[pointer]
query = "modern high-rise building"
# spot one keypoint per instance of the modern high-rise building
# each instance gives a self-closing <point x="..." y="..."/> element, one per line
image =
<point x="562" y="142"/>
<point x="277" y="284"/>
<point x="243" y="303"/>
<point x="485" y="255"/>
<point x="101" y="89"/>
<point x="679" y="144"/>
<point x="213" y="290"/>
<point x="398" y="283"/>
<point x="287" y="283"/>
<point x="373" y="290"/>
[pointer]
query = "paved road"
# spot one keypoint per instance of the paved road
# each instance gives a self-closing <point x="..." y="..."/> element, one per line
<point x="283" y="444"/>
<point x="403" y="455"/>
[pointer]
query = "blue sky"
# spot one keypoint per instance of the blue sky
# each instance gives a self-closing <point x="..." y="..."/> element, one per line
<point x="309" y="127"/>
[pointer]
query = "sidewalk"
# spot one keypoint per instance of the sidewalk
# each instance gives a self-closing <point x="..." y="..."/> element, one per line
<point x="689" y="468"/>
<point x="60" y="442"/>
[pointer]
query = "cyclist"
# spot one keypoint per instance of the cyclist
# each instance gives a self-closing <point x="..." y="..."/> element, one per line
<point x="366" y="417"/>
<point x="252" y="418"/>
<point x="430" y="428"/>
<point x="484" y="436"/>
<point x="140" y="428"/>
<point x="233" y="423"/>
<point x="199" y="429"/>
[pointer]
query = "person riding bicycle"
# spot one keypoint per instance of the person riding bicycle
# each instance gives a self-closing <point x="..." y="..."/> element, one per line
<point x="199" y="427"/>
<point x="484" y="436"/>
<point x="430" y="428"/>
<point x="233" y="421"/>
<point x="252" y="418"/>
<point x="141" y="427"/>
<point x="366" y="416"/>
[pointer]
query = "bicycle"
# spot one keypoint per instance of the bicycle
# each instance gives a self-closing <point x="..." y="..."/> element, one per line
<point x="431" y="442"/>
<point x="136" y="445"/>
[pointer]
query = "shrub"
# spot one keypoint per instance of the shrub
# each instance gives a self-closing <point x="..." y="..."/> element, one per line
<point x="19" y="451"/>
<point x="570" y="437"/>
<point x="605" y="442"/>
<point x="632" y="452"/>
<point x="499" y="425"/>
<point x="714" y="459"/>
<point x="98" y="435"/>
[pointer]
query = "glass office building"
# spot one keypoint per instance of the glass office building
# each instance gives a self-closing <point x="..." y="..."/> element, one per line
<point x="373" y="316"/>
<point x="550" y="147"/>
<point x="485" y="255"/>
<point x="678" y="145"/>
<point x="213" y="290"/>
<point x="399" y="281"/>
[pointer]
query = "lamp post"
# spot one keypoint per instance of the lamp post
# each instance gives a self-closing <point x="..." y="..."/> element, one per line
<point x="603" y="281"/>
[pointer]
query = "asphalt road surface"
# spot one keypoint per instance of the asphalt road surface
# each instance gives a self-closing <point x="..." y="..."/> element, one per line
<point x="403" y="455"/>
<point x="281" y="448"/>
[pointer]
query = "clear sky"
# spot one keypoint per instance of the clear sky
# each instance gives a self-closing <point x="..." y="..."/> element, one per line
▬▬▬▬▬▬▬▬▬▬
• [Brief]
Where does the word "modern" occur in the records? Return every line that holds it.

• [Task result]
query = "modern high-rise building"
# spot one keypoint per instance of the modern high-rise building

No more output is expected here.